(Exercise text begins)

Web Data Extraction with Make.com and AI

Overview

Extract and analyze web data using Make.com (formerly Integromat) combined with AI for intelligent data processing, transformation, and enrichment.

What you’ll build: Automated web scraping scenario that extracts product data, analyzes it with AI, and stores structured results.

Use cases: Competitive analysis, price monitoring, content aggregation, lead generation.

Time: 35 minutes

Prerequisites

Make.com account (free tier available)
OpenAI API key
Target website to scrape (use ethically and legally)

Setup Make.com

Sign up at Make.com
Create new scenario
Add OpenAI connection in settings

Scenario 1: Product Price Monitor

Components

Goal: Monitor competitor prices and analyze trends

Flow:

HTTP Request → HTML Parser → Iterator → OpenAI Analysis → Google Sheets

Step-by-Step

1. HTTP Module - Fetch Web Page

URL: https://example.com/products
Method: GET
Headers:
  User-Agent: Mozilla/5.0...

2. HTML Parser

Parse HTML content
Extract elements by CSS selector
Example: .product-card

3. Iterator

Loop through each product

4. OpenAI - Extract Structured Data

Prompt:

Extract product information from this HTML:

{{html_content}}

Return JSON:
{
  "name": "product name",
  "price": numeric_value,
  "currency": "USD",
  "in_stock": boolean,
  "features": ["feature1", "feature2"]
}

5. Google Sheets - Append Row

Spreadsheet: Price Monitor
Sheet: Products
Values: {{parsed_data}}

Scenario 2: News Aggregator + Summarizer

Flow

RSS Feed → OpenAI Summarize → Filter → Notion Database

Implementation

1. RSS Module

Feed URL: Tech news RSS
Limit: 10 items

2. OpenAI - Summarize

Prompt:

Summarize this article in 2-3 sentences:

Title: {{title}}
Content: {{content}}

Focus on key points and implications.

(Exercise text ends)
(Excerpted records begins)

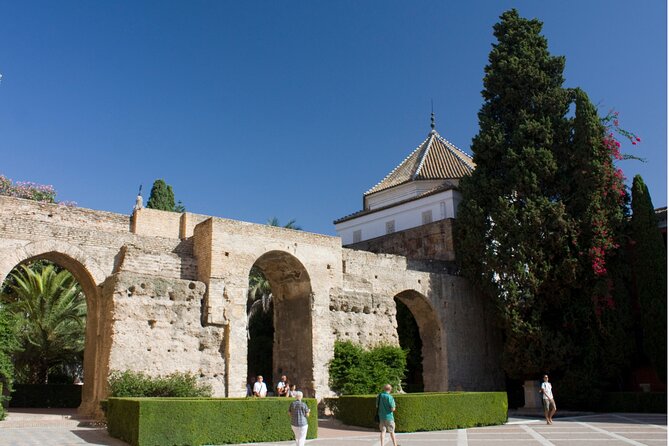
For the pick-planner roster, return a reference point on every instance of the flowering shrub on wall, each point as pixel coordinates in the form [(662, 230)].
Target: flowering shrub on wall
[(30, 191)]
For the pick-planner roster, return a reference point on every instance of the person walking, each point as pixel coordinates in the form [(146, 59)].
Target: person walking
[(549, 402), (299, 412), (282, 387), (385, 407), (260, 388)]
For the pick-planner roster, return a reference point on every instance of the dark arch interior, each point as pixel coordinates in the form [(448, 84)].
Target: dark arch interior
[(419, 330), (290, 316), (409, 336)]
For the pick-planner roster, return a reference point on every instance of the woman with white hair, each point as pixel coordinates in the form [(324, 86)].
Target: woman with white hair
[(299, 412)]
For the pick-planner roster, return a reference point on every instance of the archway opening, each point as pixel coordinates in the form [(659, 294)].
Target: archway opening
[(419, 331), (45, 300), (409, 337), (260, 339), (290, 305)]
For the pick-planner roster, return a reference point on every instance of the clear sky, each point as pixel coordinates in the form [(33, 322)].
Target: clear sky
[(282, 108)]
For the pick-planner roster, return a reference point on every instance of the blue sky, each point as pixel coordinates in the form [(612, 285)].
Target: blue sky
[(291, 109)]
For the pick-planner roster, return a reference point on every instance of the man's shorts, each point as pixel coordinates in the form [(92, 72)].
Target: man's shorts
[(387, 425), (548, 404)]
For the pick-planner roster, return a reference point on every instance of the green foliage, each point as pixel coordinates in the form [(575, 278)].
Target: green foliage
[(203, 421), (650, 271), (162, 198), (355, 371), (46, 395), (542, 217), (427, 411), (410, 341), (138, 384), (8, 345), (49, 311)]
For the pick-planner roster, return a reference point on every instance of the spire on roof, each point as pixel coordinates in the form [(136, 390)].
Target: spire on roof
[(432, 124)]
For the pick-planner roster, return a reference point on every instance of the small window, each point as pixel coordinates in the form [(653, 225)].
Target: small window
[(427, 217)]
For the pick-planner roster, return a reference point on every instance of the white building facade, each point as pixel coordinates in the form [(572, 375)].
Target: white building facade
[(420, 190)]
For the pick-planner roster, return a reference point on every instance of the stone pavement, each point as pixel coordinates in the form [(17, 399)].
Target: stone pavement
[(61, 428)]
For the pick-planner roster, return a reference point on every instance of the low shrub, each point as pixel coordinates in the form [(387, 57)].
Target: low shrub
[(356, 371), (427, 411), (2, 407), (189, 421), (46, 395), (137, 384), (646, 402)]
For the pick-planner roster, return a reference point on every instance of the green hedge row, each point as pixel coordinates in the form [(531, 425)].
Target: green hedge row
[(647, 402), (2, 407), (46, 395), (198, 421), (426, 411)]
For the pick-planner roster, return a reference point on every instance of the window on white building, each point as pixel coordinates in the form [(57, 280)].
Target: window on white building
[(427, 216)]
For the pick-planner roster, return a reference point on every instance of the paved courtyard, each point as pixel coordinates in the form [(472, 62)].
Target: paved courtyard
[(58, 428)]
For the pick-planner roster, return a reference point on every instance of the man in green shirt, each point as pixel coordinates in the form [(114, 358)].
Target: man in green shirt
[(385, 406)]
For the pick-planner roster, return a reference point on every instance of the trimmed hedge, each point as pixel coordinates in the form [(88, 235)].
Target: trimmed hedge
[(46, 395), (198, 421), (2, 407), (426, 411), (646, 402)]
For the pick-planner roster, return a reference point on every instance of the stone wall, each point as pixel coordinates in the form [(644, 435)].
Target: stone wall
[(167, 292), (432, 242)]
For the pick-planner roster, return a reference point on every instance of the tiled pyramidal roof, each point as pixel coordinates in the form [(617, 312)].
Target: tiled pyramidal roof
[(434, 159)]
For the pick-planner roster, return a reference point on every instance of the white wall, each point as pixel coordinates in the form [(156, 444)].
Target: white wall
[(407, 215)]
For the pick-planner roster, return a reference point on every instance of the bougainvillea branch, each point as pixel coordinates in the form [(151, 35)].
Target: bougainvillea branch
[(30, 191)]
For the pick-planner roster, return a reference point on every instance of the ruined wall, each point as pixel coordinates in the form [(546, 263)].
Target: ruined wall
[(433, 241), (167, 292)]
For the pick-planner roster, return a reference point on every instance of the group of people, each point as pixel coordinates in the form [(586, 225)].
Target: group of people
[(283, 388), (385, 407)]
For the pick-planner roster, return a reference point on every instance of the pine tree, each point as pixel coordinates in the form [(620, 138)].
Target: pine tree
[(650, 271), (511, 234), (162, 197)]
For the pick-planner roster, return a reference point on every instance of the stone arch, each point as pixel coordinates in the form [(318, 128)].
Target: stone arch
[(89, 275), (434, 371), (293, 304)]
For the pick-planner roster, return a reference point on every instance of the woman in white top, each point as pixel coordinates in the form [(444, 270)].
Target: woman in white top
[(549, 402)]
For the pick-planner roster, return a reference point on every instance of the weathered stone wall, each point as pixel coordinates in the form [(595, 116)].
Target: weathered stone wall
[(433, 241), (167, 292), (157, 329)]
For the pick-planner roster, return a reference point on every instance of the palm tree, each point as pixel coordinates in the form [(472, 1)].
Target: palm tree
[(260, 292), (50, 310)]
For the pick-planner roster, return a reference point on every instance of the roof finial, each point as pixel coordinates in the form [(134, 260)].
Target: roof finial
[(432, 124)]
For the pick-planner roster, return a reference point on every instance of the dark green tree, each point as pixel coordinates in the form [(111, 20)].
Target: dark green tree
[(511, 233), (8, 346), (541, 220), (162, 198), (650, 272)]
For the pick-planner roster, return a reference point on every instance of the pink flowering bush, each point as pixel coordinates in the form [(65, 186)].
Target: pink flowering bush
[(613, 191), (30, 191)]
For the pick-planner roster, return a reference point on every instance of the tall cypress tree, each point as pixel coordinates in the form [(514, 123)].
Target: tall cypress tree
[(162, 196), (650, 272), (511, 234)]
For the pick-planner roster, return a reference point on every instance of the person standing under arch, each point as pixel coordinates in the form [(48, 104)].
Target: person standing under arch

(Excerpted records ends)

**Work to complete**
Rewrite the web data extraction guide starting with "Extract and analyze" and going on through "(free tier available)", putting "market research" in place of "lead generation".

**The answer**
Extract and analyze web data using Make.com (formerly Integromat) combined with AI for intelligent data processing, transformation, and enrichment.

What you’ll build: Automated web scraping scenario that extracts product data, analyzes it with AI, and stores structured results.

Use cases: Competitive analysis, price monitoring, content aggregation, market research.

Time: 35 minutes

Prerequisites

Make.com account (free tier available)